Stated exercise >> Only the lines from the line holding "white building with" through the final line of the entries below are to be returned, exactly as they stand.

>> Begin

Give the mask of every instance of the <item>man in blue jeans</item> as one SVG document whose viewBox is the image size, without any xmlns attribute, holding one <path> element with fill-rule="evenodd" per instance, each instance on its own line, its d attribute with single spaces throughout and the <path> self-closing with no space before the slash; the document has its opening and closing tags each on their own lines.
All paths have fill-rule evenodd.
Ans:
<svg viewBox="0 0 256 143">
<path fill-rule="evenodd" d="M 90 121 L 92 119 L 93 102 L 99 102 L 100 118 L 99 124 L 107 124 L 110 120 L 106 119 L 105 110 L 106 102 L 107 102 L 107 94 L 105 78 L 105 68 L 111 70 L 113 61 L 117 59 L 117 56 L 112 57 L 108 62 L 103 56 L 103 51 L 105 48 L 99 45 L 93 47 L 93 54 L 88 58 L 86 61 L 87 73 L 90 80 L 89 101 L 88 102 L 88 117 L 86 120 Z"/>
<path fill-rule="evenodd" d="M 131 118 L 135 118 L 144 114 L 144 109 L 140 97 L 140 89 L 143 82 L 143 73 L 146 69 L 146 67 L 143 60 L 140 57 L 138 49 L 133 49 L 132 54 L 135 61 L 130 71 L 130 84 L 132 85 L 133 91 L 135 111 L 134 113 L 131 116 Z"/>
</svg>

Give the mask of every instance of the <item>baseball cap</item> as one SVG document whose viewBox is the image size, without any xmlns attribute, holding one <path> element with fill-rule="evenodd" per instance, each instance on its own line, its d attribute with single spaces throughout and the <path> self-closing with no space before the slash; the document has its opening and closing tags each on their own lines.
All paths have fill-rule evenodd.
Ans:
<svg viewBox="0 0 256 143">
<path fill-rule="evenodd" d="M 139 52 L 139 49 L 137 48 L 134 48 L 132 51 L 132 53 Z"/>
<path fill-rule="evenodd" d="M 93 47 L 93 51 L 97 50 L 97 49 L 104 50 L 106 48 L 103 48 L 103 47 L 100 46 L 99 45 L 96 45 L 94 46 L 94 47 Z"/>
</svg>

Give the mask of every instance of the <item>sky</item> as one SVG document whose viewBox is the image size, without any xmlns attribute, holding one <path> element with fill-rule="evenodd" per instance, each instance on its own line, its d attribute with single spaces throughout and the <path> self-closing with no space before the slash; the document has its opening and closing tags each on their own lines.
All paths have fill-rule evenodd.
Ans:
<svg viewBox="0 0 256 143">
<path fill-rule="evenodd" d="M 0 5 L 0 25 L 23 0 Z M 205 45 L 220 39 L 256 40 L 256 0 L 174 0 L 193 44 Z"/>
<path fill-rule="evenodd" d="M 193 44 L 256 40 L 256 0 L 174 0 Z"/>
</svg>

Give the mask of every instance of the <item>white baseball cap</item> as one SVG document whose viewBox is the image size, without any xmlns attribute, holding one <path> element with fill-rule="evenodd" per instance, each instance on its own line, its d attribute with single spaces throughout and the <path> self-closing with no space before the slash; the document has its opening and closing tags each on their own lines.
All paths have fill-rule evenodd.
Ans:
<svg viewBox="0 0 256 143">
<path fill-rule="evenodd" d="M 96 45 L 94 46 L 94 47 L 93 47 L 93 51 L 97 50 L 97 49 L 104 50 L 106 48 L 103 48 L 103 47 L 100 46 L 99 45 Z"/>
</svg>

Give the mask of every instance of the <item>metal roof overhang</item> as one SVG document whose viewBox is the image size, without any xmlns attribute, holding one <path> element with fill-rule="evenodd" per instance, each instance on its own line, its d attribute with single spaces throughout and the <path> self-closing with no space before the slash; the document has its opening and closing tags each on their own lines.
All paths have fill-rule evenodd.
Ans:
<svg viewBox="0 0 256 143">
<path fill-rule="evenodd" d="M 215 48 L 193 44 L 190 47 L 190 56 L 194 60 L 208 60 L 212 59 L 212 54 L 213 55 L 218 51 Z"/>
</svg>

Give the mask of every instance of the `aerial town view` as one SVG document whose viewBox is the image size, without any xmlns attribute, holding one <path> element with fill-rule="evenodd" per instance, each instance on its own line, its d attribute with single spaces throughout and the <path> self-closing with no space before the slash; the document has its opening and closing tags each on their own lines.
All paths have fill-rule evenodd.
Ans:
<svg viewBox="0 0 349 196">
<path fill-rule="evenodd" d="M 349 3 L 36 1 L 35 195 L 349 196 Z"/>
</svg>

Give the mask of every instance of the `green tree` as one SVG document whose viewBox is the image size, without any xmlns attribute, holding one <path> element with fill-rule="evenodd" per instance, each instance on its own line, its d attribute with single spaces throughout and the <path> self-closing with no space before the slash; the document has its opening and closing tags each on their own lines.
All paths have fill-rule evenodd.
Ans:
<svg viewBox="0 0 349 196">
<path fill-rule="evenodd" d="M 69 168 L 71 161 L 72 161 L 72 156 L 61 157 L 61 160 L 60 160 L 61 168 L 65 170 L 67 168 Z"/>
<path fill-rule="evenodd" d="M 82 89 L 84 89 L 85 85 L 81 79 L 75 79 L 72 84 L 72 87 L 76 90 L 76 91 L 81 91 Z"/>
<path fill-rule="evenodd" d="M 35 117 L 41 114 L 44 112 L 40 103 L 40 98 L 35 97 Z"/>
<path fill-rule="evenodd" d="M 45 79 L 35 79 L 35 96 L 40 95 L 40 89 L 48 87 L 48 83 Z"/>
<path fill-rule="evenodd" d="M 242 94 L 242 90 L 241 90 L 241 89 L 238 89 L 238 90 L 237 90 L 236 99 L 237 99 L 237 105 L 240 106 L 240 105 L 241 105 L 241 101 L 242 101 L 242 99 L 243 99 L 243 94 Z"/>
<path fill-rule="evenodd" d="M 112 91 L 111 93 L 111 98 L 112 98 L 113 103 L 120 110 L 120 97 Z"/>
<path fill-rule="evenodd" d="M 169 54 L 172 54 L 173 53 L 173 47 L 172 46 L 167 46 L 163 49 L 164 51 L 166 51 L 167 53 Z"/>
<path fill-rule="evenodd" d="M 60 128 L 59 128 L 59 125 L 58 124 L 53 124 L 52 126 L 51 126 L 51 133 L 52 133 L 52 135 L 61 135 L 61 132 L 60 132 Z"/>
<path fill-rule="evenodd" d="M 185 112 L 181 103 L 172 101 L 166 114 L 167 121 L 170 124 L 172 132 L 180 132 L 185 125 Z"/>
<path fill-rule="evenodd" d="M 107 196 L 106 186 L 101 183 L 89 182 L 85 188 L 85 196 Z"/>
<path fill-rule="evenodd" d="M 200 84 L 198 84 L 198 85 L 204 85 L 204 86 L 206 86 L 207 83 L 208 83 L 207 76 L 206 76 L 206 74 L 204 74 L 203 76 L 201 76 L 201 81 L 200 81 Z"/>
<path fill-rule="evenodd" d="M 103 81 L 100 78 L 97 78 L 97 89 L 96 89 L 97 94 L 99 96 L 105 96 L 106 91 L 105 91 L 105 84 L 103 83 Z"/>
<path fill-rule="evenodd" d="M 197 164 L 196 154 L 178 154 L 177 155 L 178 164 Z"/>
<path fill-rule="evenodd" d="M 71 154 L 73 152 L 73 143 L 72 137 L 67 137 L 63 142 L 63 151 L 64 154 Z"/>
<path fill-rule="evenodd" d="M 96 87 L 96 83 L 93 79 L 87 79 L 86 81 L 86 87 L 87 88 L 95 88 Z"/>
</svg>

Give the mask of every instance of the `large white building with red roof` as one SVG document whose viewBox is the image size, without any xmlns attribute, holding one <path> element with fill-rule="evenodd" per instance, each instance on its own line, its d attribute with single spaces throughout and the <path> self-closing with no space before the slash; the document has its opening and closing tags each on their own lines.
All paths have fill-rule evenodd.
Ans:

>> End

Answer to this task >>
Give the mask of every instance of the `large white building with red roof` as one SVG document whose viewBox is the image size, without any xmlns attribute, holding one <path> element with fill-rule="evenodd" per instance, each instance on its own line, its d attribute with single spaces throughout and the <path> self-closing with no space before the slash; the document has its opening and closing tags each on their own lines.
All paths have fill-rule evenodd.
Ans:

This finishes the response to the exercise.